The exercise:
Extract the lines starting at the one that contains "and gold striped" and ending at the one that contains "(936, 429), (1008, 662)", both included, and copy them word for word.

Excerpted data:
________________________________________

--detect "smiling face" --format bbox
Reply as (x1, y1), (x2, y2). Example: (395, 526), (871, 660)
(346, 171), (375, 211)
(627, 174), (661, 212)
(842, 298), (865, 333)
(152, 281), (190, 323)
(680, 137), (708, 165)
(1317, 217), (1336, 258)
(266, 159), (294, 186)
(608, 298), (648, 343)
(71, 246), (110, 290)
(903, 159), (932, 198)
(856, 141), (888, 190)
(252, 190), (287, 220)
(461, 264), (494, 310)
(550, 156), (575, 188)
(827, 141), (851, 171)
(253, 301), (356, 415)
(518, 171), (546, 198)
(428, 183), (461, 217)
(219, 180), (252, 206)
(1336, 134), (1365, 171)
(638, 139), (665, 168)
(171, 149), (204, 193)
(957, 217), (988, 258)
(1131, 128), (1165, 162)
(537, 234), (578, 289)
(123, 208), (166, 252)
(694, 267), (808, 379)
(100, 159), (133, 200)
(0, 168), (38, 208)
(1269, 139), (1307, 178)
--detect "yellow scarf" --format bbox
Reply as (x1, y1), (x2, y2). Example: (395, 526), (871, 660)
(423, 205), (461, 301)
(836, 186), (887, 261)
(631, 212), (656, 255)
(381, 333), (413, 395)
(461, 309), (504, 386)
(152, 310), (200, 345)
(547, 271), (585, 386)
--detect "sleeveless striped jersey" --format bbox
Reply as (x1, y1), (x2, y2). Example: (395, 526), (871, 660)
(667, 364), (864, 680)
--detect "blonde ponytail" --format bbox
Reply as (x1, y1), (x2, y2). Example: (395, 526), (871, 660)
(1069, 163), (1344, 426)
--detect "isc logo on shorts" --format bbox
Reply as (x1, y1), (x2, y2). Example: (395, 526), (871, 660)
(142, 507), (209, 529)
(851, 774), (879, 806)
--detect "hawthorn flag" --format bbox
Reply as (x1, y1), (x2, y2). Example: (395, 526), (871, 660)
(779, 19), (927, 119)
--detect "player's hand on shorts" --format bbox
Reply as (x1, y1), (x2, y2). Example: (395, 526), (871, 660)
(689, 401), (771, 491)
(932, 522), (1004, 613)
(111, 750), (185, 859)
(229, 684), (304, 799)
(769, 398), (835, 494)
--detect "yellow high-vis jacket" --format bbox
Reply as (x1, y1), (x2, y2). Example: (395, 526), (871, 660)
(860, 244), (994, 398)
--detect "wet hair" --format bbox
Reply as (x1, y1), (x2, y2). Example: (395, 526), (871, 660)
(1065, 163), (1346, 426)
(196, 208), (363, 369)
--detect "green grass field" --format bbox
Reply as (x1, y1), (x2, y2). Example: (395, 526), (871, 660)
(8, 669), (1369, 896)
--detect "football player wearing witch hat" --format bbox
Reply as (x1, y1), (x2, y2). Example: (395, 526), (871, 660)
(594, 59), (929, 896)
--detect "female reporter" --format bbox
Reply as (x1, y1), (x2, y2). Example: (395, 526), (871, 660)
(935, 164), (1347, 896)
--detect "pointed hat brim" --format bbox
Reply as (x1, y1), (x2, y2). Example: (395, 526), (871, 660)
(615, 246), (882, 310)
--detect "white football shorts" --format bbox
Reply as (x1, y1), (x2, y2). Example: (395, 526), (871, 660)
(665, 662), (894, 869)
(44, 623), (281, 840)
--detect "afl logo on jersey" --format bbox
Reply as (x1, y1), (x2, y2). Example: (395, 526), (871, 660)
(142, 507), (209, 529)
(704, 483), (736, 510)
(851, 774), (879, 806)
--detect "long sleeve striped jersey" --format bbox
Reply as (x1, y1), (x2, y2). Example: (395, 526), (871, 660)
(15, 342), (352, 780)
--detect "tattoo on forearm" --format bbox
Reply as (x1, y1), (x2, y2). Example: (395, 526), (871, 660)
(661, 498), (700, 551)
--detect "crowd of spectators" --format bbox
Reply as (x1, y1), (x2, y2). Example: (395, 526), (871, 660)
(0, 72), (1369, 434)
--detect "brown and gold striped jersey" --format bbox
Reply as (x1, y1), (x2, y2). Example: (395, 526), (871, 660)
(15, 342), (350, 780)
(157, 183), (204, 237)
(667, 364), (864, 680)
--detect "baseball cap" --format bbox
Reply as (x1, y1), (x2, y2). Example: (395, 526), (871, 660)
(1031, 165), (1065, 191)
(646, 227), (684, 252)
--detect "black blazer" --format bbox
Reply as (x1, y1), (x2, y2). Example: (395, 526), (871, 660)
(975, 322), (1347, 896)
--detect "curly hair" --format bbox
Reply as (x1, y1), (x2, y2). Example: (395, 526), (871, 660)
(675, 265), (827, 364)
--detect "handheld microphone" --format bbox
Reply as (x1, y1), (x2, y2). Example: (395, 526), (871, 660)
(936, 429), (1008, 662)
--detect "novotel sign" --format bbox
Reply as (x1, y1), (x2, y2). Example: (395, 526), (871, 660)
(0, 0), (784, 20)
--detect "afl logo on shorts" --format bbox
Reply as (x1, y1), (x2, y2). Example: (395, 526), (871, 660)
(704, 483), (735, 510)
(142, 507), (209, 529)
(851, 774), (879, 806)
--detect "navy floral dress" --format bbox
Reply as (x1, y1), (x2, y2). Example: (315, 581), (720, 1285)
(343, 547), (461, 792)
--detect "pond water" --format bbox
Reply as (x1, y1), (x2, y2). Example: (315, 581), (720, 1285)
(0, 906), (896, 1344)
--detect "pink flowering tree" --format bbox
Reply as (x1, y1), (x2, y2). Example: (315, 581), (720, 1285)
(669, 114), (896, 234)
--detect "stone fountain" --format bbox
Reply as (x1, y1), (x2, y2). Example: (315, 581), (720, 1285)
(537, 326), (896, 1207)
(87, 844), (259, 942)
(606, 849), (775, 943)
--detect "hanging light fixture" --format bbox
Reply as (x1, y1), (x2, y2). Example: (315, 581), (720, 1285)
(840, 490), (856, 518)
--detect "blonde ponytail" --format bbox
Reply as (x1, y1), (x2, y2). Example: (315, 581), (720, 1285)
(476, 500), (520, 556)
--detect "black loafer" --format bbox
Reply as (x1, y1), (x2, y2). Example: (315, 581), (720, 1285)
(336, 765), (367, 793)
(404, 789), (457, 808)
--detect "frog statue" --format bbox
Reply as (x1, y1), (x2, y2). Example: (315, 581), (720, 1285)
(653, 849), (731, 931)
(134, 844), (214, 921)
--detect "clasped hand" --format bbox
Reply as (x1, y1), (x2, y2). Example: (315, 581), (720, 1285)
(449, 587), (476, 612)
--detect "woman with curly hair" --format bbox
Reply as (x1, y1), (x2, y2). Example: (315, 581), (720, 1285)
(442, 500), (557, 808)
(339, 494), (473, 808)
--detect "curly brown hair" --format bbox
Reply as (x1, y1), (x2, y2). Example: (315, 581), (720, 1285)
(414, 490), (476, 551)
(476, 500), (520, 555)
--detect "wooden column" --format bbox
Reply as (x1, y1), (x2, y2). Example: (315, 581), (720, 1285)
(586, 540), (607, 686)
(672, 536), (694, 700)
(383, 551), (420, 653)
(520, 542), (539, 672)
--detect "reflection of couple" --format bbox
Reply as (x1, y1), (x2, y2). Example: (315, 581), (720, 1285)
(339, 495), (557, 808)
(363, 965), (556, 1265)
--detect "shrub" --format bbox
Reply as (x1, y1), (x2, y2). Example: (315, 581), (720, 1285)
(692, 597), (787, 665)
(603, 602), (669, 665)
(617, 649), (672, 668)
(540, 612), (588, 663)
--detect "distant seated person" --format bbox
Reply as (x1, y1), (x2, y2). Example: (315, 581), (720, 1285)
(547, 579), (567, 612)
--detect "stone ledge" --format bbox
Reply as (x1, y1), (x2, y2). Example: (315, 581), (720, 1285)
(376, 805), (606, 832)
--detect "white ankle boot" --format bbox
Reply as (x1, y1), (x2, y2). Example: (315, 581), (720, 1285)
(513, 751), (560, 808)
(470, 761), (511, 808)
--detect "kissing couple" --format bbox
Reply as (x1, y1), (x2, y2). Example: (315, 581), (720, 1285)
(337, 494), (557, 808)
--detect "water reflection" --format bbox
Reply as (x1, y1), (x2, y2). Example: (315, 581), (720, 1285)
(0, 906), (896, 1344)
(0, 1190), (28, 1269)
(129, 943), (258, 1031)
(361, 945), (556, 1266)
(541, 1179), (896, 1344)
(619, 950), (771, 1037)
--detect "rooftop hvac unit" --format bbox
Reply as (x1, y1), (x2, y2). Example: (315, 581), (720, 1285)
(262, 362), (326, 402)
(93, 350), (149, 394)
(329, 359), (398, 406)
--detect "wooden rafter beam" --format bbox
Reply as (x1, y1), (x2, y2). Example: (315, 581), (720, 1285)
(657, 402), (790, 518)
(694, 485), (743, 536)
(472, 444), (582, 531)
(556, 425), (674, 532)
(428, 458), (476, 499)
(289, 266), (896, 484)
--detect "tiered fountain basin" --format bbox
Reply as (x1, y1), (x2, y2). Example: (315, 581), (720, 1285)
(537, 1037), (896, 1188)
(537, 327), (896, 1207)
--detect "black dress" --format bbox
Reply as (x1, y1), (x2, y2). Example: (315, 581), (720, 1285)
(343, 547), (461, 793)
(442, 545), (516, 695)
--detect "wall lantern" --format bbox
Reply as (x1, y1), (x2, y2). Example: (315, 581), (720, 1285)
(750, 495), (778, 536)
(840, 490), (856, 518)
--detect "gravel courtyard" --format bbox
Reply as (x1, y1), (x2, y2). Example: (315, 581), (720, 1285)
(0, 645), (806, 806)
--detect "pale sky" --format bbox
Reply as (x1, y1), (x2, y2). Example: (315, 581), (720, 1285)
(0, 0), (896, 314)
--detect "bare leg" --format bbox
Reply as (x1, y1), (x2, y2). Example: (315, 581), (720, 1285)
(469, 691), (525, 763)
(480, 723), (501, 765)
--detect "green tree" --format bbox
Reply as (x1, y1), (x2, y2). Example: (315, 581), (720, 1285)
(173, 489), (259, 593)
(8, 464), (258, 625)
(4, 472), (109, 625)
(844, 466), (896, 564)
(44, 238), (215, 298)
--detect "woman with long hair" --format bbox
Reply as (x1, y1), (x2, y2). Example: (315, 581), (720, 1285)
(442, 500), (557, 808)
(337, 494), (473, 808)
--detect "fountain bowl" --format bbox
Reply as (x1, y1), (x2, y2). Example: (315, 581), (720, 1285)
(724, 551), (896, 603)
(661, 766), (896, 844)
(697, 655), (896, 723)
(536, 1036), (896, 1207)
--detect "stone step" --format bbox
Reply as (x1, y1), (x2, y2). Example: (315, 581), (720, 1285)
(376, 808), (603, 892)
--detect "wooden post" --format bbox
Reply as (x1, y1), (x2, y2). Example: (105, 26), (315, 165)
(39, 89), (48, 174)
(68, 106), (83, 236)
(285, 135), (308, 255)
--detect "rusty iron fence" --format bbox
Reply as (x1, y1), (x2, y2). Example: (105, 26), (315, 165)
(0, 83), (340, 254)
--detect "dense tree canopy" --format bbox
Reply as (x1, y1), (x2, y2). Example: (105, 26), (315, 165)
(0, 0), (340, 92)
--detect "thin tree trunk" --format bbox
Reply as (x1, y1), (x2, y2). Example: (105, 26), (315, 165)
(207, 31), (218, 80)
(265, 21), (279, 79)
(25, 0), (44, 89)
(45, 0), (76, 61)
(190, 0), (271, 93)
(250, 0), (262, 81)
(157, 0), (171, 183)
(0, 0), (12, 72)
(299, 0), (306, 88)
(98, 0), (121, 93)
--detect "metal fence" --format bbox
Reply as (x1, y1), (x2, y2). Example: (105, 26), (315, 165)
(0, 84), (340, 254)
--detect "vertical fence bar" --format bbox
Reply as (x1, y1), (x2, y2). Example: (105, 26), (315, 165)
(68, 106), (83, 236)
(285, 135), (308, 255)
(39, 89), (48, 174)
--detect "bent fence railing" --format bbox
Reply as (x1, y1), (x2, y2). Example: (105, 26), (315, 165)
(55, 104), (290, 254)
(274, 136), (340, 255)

________________________________________

Task output:
--detect "brown and gold striped jersey" --format bbox
Reply as (x1, y1), (x2, y2). Example: (395, 526), (871, 660)
(15, 342), (350, 780)
(157, 183), (204, 237)
(667, 364), (864, 680)
--detect "baseball cap" --format bbox
Reply as (x1, y1), (x2, y2). Example: (395, 526), (871, 660)
(1031, 165), (1065, 191)
(646, 227), (684, 252)
--detect "black blazer" --format bbox
Reply as (x1, y1), (x2, y2). Example: (395, 526), (871, 660)
(975, 322), (1347, 896)
--detect "curly hair" --format bbox
Reply as (x1, y1), (x2, y2). Example: (395, 526), (871, 660)
(675, 265), (827, 364)
--detect "handheld microphone" --format bbox
Reply as (x1, y1), (x2, y2). Example: (395, 526), (871, 660)
(936, 429), (1008, 662)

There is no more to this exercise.